(Stored data entries)
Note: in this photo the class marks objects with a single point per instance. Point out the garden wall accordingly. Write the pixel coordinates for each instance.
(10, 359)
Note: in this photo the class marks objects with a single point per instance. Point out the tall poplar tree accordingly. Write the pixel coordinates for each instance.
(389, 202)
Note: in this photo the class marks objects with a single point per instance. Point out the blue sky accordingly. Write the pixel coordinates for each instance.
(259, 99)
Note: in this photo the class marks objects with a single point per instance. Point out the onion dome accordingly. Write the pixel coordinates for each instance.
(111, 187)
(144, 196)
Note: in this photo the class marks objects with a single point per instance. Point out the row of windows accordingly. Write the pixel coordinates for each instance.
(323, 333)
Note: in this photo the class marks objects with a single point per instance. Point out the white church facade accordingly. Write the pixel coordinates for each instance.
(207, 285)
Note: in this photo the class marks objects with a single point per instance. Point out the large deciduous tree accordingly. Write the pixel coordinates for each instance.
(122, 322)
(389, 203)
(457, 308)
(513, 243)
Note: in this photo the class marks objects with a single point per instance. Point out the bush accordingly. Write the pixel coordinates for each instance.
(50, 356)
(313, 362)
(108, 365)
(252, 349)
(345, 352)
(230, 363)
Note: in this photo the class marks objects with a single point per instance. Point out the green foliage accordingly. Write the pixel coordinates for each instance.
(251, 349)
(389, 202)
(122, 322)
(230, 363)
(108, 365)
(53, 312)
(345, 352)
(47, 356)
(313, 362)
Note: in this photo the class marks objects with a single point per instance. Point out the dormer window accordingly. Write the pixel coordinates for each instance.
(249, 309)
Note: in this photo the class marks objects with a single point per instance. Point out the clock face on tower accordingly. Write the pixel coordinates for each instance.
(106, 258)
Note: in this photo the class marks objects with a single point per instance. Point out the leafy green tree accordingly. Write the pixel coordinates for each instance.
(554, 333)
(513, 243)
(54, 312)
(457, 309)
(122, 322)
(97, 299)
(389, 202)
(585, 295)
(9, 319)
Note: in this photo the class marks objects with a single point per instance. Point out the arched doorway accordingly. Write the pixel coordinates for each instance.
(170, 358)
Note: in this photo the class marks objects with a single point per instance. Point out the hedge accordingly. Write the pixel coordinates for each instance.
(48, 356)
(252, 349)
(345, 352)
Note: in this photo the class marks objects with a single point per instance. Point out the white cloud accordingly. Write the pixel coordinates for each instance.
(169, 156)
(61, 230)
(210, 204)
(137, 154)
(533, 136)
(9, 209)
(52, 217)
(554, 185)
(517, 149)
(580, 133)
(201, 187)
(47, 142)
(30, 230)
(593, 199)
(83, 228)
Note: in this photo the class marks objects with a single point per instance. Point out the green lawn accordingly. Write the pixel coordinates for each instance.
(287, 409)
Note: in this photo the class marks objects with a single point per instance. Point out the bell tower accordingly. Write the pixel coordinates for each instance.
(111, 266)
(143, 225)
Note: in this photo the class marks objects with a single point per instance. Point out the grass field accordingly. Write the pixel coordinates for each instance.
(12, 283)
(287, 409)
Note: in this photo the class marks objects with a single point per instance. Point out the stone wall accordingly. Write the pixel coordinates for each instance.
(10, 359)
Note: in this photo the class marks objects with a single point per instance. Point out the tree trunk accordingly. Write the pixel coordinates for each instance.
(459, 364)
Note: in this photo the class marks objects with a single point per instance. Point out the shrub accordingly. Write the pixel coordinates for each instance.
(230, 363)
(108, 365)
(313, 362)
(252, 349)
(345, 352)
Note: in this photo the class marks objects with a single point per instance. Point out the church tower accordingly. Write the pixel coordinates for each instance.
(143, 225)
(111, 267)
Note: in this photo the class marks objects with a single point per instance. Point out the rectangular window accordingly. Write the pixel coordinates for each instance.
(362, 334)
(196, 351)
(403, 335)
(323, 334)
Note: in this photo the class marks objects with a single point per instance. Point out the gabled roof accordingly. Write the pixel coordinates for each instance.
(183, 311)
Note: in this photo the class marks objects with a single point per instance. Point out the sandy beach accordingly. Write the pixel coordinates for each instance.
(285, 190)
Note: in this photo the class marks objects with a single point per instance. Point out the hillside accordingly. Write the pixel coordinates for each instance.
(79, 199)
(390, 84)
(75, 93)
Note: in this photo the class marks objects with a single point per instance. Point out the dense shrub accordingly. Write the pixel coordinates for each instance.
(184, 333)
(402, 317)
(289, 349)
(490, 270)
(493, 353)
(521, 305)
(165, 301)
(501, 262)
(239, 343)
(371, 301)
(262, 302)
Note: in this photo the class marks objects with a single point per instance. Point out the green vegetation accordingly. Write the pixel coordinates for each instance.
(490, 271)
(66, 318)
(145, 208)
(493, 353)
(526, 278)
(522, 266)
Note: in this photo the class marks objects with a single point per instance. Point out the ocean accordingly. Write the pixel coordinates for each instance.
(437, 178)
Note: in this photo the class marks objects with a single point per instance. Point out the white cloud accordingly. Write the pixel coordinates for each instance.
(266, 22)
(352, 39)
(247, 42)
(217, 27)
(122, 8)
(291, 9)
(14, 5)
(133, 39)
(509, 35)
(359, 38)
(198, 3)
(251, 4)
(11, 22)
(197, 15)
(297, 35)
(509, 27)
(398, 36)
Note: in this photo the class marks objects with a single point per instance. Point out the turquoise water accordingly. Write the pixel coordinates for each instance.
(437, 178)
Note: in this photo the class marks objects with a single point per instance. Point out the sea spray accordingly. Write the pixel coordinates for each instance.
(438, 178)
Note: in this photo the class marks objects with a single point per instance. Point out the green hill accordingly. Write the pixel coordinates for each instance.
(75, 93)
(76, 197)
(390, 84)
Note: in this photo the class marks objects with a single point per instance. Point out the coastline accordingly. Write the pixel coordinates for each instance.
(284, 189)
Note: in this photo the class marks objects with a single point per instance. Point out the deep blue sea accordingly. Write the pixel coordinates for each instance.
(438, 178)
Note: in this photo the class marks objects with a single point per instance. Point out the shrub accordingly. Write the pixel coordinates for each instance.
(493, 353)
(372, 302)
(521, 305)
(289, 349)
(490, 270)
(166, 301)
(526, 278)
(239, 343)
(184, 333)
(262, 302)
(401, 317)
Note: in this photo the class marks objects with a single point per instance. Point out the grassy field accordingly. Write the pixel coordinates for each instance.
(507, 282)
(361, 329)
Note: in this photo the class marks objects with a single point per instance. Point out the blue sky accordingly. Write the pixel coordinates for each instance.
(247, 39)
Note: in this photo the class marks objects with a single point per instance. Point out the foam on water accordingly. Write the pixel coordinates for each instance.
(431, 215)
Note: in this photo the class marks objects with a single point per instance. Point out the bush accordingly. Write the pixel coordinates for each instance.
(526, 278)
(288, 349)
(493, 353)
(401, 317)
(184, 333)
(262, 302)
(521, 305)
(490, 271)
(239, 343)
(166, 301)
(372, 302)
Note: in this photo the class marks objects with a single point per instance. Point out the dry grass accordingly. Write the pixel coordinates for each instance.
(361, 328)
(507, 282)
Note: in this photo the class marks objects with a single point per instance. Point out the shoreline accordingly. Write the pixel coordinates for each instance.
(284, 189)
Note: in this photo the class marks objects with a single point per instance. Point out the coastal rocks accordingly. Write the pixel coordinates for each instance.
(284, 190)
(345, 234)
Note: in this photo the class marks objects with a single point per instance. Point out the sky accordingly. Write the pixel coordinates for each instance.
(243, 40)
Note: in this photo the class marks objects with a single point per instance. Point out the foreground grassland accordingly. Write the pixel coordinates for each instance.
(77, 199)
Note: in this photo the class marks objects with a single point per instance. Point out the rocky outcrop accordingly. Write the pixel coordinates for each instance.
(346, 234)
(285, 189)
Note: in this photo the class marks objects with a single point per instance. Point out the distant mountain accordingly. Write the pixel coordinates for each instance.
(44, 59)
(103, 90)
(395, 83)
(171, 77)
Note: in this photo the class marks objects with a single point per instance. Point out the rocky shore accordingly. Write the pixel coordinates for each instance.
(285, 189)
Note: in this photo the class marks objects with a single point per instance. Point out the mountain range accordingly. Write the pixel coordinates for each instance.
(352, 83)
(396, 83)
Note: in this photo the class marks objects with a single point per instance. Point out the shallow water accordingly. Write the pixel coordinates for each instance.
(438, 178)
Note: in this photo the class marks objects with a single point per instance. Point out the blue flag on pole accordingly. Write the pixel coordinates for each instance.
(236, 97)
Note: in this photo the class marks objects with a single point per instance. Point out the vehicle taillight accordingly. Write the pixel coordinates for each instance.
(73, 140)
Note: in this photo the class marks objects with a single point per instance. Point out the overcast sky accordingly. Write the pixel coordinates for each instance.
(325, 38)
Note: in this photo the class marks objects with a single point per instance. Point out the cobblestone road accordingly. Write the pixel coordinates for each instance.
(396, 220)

**Prompt**
Output the line holding "out the overcast", then every later line through the end of the records above, exactly as given and nothing else.

**Exercise response**
Note: in this photo the class marks objects with a single point per instance. Point out the overcast sky accordingly. Write the pixel coordinates for each instance.
(325, 38)
Note: in this photo the class marks objects with a single point per instance. Point out the cobblestone road accordingly. Write the pixel coordinates for each instance.
(396, 220)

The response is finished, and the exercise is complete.